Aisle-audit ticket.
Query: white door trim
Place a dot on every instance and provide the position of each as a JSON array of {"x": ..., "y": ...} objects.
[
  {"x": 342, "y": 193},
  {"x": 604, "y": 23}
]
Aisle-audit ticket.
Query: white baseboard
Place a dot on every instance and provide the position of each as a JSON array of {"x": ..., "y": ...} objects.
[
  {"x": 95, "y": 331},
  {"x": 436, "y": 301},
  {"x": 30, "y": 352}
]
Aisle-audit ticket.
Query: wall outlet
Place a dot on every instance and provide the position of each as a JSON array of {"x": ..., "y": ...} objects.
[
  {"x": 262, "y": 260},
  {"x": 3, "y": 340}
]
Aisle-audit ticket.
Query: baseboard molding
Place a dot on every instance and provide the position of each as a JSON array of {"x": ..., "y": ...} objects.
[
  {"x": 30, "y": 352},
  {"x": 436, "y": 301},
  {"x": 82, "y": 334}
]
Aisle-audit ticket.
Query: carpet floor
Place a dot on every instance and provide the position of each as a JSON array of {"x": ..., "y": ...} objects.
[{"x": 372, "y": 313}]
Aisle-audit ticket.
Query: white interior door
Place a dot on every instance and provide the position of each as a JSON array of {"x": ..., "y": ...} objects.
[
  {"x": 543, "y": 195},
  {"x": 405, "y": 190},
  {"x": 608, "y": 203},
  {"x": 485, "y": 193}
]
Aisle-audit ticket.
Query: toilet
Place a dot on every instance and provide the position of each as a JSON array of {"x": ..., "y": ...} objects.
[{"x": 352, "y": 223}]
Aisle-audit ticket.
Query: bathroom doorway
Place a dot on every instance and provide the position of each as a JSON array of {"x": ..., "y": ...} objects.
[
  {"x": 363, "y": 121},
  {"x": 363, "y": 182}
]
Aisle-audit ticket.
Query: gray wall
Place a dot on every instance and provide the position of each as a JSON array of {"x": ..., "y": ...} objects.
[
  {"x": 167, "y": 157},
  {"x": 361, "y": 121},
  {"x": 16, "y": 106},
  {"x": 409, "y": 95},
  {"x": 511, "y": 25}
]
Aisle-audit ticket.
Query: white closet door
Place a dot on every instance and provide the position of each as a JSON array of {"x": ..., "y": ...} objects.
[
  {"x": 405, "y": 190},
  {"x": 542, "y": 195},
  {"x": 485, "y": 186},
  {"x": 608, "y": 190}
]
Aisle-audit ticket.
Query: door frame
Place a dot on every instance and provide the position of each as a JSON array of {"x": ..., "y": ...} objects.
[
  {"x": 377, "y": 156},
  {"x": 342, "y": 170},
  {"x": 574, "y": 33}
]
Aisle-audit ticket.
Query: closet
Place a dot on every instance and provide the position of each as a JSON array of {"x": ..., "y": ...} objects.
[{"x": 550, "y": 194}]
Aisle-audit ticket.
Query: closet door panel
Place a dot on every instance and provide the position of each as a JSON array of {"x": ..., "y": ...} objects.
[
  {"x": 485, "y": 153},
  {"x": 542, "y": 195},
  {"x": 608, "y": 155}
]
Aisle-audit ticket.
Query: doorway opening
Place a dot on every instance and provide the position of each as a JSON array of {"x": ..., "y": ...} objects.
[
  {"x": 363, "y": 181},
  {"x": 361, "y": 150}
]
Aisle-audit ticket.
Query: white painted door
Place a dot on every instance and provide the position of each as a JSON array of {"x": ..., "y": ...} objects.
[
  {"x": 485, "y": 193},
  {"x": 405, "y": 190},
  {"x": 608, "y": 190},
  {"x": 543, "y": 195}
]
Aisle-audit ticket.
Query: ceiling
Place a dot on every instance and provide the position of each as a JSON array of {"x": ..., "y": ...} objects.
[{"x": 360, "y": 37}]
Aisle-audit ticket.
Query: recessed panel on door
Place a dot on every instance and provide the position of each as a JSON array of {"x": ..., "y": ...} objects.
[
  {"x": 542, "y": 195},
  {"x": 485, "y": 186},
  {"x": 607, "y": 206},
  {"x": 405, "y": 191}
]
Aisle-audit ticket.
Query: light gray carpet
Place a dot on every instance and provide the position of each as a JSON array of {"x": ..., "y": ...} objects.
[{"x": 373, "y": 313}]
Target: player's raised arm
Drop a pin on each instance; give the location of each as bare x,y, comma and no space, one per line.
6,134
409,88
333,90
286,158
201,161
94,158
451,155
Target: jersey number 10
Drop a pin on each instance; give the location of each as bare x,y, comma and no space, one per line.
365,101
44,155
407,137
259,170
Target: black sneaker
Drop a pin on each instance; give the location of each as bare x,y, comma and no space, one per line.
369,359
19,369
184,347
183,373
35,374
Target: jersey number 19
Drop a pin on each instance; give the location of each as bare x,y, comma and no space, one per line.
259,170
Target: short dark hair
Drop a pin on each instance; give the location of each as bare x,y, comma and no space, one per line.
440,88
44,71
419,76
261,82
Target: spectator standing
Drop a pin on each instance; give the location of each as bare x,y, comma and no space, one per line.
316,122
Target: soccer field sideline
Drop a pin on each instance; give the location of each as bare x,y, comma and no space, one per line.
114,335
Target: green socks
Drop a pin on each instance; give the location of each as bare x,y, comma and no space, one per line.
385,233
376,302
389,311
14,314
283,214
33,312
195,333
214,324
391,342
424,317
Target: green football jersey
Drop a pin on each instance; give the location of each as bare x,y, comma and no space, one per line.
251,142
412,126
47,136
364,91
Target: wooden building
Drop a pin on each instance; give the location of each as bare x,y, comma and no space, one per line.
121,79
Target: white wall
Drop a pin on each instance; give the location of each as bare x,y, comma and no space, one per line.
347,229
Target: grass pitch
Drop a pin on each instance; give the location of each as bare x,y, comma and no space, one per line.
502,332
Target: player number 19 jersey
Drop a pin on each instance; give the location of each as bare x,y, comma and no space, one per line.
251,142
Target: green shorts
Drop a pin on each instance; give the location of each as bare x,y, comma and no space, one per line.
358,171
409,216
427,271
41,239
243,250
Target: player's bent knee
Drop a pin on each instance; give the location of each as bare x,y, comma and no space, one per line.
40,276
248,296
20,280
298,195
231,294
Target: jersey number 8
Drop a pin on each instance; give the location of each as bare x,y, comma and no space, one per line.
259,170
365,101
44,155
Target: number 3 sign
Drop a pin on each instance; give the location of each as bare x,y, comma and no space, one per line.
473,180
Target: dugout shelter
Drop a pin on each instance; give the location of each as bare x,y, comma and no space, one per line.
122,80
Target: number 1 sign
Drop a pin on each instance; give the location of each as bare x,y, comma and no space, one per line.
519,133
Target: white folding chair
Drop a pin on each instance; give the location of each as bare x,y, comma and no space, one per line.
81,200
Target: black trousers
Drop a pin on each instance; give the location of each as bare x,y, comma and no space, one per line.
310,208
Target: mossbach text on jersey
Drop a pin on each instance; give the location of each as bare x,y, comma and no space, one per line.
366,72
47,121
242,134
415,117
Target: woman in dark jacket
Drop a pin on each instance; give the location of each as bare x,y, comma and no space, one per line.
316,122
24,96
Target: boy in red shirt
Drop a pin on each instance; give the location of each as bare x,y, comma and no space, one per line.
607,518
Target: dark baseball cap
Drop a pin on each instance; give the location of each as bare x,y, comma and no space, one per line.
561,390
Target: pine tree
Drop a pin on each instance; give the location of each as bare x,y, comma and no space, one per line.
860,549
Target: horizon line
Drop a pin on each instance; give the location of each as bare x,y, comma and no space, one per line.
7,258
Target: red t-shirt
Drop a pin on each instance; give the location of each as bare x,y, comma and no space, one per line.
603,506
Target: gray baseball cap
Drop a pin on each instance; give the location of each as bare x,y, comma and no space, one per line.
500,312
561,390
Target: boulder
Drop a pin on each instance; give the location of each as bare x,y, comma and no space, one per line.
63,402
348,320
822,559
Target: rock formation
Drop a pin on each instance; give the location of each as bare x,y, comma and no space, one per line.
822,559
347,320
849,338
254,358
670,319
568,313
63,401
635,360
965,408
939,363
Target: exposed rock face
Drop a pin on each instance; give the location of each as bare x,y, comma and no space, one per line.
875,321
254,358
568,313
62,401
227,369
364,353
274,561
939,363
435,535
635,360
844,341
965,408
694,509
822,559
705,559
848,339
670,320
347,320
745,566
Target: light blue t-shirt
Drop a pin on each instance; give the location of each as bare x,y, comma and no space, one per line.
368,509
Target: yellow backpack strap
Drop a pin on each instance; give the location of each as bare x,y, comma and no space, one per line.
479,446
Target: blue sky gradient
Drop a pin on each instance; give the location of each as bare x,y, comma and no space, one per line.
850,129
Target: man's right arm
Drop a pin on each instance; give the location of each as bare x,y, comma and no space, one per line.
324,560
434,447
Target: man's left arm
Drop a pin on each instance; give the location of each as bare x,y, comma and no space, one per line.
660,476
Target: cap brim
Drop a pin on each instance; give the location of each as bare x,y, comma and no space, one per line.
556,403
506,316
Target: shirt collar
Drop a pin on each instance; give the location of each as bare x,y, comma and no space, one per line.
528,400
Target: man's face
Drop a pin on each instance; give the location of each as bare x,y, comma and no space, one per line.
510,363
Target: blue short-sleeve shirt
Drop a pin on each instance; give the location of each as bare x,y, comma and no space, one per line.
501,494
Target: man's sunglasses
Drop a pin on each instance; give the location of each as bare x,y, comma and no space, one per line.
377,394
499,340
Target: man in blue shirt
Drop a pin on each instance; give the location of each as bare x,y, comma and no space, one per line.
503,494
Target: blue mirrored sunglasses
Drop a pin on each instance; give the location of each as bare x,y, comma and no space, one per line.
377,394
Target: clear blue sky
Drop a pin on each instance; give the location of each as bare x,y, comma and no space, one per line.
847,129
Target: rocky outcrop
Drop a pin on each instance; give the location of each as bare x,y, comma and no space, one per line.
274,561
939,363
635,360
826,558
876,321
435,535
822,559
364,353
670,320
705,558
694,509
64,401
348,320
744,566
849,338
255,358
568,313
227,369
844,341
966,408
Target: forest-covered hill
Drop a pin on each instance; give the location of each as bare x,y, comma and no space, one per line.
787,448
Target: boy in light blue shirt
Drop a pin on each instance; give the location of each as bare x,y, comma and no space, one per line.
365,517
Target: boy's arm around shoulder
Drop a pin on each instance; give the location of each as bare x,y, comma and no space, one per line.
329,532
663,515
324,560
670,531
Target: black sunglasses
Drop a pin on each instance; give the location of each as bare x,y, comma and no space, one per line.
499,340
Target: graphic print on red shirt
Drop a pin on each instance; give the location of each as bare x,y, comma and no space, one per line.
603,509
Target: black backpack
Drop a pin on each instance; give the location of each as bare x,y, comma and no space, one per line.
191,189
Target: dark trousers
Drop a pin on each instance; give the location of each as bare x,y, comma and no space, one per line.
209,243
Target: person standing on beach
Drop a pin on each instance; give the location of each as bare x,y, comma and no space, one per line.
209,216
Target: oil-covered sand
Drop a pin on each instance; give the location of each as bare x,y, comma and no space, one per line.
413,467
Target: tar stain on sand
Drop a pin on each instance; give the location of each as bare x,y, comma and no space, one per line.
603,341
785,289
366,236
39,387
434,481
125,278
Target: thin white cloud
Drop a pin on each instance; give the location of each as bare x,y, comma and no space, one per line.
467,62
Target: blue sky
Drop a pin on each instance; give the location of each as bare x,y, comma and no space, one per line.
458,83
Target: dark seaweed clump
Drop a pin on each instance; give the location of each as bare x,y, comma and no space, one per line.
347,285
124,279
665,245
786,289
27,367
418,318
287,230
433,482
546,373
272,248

━━━

Some lines in the material contain "backpack". Show all of them.

Target: yellow backpack strap
Target: black backpack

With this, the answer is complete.